Data for analysis –
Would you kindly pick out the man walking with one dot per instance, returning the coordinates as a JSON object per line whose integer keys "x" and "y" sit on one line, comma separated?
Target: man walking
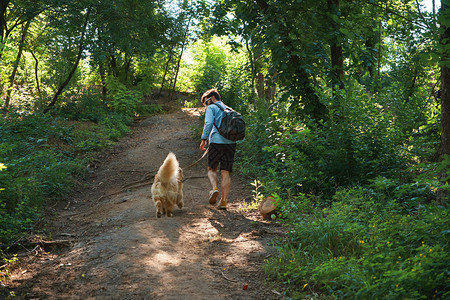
{"x": 220, "y": 151}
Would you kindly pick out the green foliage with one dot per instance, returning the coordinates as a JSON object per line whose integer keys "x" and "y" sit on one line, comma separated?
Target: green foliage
{"x": 364, "y": 246}
{"x": 359, "y": 206}
{"x": 124, "y": 100}
{"x": 42, "y": 153}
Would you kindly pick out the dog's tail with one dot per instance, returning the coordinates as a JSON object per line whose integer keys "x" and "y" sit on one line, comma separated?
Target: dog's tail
{"x": 168, "y": 169}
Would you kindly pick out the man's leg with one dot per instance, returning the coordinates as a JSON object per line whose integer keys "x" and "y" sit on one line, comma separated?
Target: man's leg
{"x": 226, "y": 183}
{"x": 212, "y": 175}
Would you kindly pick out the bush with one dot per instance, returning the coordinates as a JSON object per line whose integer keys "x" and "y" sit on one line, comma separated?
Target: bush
{"x": 42, "y": 153}
{"x": 365, "y": 246}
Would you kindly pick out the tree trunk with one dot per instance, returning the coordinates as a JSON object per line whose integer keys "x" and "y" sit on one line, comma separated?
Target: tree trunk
{"x": 445, "y": 93}
{"x": 127, "y": 66}
{"x": 3, "y": 7}
{"x": 16, "y": 64}
{"x": 260, "y": 85}
{"x": 252, "y": 66}
{"x": 36, "y": 63}
{"x": 177, "y": 70}
{"x": 165, "y": 71}
{"x": 337, "y": 63}
{"x": 75, "y": 65}
{"x": 102, "y": 78}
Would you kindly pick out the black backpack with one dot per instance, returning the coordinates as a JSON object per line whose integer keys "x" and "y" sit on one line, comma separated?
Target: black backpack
{"x": 232, "y": 126}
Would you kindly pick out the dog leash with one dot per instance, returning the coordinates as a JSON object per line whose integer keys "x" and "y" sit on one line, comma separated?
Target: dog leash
{"x": 198, "y": 160}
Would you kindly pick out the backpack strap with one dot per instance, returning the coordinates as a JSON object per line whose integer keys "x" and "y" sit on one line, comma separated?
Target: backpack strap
{"x": 221, "y": 108}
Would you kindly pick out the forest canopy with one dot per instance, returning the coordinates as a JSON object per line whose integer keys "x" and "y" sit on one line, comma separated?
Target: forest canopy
{"x": 347, "y": 107}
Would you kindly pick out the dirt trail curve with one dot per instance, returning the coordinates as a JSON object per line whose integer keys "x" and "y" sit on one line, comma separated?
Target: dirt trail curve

Goal of the exercise – Return, with nothing added or dropped, the line containing "Would you kindly pick out the backpack" and every line after it to the end of the listing above.

Response below –
Would you kindly pick out the backpack strap with one dot per instance, returning the coordinates as a JSON object per line whose integer keys "x" and "y" sit on one line, comma separated?
Target: backpack strap
{"x": 221, "y": 108}
Would you kindly pick out the forest canopy with one dot per instance, returning the coordinates as a JSON object per line whose integer keys "x" and "y" sit on one line, comma separated?
Target: forest canopy
{"x": 347, "y": 107}
Would you kindly pick out the dirt trail curve with one dot per instance, returning the coordinates as a JSON object per line whose integer keys "x" and "y" sit on one line, comma separated?
Target: dirt trail curve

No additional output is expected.